**Extract**.
** start **

Checkpointing and Outputs#

Long jobs need somewhere durable to write to. Pods come and go — when your training script exits, anything that lived only inside the pod’s filesystem is gone. Kinetic gives you KINETIC_OUTPUT_DIR: a per-job GCS prefix that survives the pod, so your checkpoints, logs, and final artifacts are still there when you come back.

This page covers what to write where, how Orbax (or any other library) plugs into it, and how cleanup and TTLs work.

A first checkpointed job#

Inside the pod, KINETIC_OUTPUT_DIR is already set. Read it and write under it. Fall back to a local path when the variable is not present so that the same function works when you exercise it locally:

import os

import kinetic

@kinetic.run(accelerator="cpu")
def train():
    # Remote: KINETIC_OUTPUT_DIR resolves to gs://.../outputs/<job_id>.
    # Local: fall back to a filesystem path under /tmp so the same code
    # works when you run the function directly for testing.
    output_dir = os.environ.get("KINETIC_OUTPUT_DIR", "/tmp/local_checkpoints")
    # ... train and write checkpoints/artifacts under output_dir ...
    return f"saved to {output_dir}"

** end **

**Your task**. Reproduce the passage of the checkpointing page between "This page covers" and "resolves to gs://.../outputs/<job_id>.", inclusive.

**Data extract**.

** start **

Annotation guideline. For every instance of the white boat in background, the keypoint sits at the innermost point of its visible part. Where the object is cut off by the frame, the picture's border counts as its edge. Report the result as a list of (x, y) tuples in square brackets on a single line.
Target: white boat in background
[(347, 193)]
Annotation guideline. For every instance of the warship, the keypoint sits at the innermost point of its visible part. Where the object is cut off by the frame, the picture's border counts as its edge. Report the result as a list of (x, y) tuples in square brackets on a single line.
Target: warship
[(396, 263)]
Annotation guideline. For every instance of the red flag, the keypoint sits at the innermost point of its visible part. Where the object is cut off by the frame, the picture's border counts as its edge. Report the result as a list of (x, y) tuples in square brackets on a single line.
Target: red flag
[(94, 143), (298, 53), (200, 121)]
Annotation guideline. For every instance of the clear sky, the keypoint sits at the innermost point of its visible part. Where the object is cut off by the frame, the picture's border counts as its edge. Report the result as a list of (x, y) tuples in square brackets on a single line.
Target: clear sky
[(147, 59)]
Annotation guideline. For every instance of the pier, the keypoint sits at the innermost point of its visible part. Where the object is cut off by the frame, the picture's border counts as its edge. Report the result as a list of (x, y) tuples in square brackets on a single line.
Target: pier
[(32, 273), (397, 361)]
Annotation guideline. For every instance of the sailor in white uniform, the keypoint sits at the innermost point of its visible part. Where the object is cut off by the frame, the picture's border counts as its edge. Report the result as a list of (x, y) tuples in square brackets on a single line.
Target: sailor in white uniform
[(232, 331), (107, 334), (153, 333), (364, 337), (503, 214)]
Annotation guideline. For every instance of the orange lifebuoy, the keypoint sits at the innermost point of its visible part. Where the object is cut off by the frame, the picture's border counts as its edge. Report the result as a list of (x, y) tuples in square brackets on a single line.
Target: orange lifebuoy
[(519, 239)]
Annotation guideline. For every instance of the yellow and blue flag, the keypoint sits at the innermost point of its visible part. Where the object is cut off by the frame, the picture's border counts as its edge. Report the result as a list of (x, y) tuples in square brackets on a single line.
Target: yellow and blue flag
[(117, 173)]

** end **

**Solution to the exercise**.
This page covers what to write where, how Orbax (or any other library) plugs into it, and how cleanup and TTLs work.

A first checkpointed job#

Inside the pod, KINETIC_OUTPUT_DIR is already set. Read it and write under it. Fall back to a local path when the variable is not present so that the same function works when you exercise it locally:

import os

import kinetic

@kinetic.run(accelerator="cpu")
def train():
    # Remote: KINETIC_OUTPUT_DIR resolves to gs://.../outputs/<job_id>.